In general I like the idea, but I think the user-visible change will be quite
large, almost "cgroup v3"-large. Here are some problems:
1) Anything shared between e.g. system.slice and user.slice now belongs
   to the root cgroup and is completely unaccounted/unlimited. E.g. all pagecache
   belonging to shared libraries.
2) It's concerning in security terms. If I understand the idea correctly, a
   read-only access will allow to move charges to an upper level, potentially
   crossing memory.max limits. It doesn't sound safe.
3) It brings a non-trivial amount of memory to non-leave cgroups. To some extent
   it returns us to the cgroup v1 world and a question of competition between
   resources consumed by a cgroup directly and through children cgroups. Not
   like the problem doesn't exist now, but it's less pronounced.
   If say >50% of system.slice's memory will belong to system.slice directly,
   then we likely will need separate non-recursive counters, limits, protections,
   etc.
4) Imagine a production server and a system administrator entering using ssh
   (and being put into user.slice) and running a big grep... It screws up all
   memory accounting until a next reboot. Not a completely impossible scenario.

That said, I agree with Johannes and I'm also not a big fan of this patchset.

I agree that the problem exist and that the patchset provides a solution, but
it doesn't look nice (and generic enough) and creates a lot of questions and
corner cases.

Btw, won't (an optional) disabling of memcg accounting for a tmpfs solve your
problem? It will be less invasive and will not require any oom changes.

» GIVEN TASK A
Give the first sentence of each numbered problem raised in the post about memory accounting.

» ROWS
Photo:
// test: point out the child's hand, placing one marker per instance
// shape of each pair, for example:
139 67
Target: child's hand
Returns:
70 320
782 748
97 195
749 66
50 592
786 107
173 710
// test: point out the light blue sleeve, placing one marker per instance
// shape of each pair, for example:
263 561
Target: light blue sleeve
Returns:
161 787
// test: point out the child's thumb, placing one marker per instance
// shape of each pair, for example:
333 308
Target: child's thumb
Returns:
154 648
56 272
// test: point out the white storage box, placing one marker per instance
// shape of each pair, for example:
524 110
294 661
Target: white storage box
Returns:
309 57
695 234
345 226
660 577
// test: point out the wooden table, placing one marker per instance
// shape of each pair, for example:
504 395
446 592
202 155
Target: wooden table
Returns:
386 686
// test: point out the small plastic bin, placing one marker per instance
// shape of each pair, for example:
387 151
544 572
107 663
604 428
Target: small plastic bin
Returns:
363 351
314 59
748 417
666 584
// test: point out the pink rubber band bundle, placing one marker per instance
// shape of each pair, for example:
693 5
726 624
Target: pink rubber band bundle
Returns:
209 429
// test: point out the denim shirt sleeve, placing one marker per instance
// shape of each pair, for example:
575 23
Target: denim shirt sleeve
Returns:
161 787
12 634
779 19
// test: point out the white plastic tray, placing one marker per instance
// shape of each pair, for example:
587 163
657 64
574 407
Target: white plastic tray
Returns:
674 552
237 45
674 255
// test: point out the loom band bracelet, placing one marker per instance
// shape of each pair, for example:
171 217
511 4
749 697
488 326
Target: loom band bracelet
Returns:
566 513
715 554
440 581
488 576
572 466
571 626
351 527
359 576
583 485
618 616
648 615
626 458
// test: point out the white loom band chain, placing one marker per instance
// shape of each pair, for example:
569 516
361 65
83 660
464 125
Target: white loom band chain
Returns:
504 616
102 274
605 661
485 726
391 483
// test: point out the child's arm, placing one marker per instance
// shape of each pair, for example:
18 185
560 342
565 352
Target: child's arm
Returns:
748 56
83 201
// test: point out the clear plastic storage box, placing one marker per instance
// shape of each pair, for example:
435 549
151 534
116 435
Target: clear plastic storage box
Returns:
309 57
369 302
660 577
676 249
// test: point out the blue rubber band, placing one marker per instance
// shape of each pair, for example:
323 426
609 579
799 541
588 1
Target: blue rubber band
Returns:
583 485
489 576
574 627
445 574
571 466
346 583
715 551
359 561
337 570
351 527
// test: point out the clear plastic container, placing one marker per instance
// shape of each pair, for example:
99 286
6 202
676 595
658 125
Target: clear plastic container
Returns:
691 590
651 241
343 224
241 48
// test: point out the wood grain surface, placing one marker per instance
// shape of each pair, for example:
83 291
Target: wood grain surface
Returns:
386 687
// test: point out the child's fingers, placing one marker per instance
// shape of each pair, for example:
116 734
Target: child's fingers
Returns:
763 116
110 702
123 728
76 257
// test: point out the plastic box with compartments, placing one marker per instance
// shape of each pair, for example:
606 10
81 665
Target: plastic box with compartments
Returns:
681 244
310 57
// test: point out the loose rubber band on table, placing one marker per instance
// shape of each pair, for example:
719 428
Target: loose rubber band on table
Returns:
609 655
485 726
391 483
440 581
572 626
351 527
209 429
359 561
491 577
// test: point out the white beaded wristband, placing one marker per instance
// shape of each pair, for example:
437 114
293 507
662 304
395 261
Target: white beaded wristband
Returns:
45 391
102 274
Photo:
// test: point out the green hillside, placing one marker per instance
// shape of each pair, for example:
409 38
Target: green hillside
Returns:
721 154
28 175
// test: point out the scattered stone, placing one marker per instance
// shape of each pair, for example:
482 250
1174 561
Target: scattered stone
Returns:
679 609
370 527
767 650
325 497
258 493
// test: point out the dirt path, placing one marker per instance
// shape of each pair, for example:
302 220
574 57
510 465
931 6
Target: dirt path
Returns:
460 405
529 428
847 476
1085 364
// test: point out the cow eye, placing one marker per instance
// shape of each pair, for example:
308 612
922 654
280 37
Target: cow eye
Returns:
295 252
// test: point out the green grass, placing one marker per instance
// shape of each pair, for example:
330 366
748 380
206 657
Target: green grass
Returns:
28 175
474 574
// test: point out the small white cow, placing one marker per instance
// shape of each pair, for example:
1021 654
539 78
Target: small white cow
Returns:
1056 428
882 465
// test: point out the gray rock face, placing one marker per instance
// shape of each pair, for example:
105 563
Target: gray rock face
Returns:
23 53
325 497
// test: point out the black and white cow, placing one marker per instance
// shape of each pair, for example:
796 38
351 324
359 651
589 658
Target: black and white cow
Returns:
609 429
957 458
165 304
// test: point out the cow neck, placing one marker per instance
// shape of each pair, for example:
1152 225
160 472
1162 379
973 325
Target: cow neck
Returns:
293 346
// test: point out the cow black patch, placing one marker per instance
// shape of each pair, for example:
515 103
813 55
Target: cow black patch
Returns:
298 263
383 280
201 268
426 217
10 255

» GIVEN TASK B
List each line of the listing that contains the word "neck".

» COMPLETE ANSWER A
1) Anything shared between e.g. system.slice and user.slice now belongs to the root cgroup and is completely unaccounted/unlimited.
2) It's concerning in security terms.
3) It brings a non-trivial amount of memory to non-leave cgroups.
4) Imagine a production server and a system administrator entering using ssh (and being put into user.slice) and running a big grep...

» COMPLETE ANSWER B
// test: point out the cow neck, placing one marker per instance
Target: cow neck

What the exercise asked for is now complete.